■ **Study text**

Ruling could give insurers more leeway to terminate physicians
The outcome of a recent case could have implications for other physicians and their patients as a federal court decided it was permissible for a large health insurer to terminate two physicians from its network following a dispute over the necessity of medical services they provided.
In Rojas v. Cigna Health and Life Insurance Company, two New York physicians and their medical practice sued Cigna after the health plan decided it should not have paid the physicians for certain allergy tests, arguing that the tests the physicians had ordered weren’t in line with its coverage policies. Cigna asked the plaintiffs to return the alleged overpayment and said it would terminate the physicians from its network.
The physicians said they could not be terminated because they should be considered plan beneficiaries under the Employee Retirement Income Security Act (ERISA) based on assignment of benefits by their patients. ERISA prohibits discrimination against beneficiaries who exercise rights made available under employee benefit plans.

■ **Problem description**
Carry on the article about the Rojas v. Cigna ruling from its final sentence, adding the next few paragraphs in the same news style.

(Stored records)

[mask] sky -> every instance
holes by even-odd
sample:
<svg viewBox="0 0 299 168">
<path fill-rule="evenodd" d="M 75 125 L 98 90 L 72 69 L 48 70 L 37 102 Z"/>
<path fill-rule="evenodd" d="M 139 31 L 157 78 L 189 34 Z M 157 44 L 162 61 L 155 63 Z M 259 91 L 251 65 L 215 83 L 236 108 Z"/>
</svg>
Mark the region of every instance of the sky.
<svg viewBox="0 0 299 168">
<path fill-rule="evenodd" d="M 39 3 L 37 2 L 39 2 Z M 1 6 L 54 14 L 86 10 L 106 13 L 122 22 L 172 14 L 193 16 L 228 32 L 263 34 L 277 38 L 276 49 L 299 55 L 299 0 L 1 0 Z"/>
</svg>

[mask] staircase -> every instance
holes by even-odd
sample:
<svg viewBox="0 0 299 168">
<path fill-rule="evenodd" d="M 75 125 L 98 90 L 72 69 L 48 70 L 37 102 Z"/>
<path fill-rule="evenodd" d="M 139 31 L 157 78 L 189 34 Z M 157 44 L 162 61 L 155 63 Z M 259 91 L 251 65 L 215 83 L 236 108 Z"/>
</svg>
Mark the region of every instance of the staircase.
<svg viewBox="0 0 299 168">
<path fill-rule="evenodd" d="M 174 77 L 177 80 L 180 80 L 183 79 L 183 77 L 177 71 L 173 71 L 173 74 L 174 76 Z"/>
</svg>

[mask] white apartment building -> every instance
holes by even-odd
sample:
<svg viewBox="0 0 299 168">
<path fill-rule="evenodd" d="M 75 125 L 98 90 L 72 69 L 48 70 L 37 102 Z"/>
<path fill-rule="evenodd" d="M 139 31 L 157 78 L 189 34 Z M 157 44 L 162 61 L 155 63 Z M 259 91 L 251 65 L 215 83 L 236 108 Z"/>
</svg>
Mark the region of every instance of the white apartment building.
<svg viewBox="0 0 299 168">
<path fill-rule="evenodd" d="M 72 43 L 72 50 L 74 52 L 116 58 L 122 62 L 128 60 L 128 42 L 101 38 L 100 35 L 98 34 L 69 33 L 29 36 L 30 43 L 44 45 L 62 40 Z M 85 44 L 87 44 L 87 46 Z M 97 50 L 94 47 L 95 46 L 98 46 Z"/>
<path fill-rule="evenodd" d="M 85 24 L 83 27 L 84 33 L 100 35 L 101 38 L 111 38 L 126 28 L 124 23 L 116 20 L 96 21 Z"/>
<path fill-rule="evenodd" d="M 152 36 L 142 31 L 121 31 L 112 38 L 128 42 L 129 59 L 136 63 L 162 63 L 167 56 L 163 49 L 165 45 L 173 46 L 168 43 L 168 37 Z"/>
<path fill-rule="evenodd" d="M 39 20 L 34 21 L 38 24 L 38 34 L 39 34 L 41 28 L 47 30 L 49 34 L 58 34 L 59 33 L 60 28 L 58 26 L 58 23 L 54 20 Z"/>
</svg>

■ **Task output**
While the physicians contended that they were beneficiaries by virtue of signed assignment-of-benefit forms, the court said these forms only would transfer patients’ rights to be paid by Cigna. Under this interpretation, the “benefit” can only belong to patients.
Because the plaintiffs were not seeking payment, ERISA did not apply, the court ruled.
The court also criticized the outcome of another recent ERISA-related case, Pennsylvania Chiropractic Association v. Independence Hospital Indemnity Plan, Inc., which did hold that payments to health care professionals would make these professionals “beneficiaries” within the meaning of ERISA.
The Litigation Center of the AMA and State Medical Societies, along with the Medical Society of the State of New York, backed the physician plaintiffs and filed an amicus brief supporting a rehearing of this case. The brief points out numerous cases in which other courts have concluded that “benefit” under ERISA means monetary payment, not medical care.
“[The decision] threatens the ability of providers ever to assert any ERISA claim, even if the provider is designated by the plan and an insured as entitled to benefit payments,” the brief said. “That conclusion is contrary to virtually every other circuit court decision addressing providers’ rights to bring claims under ERISA.”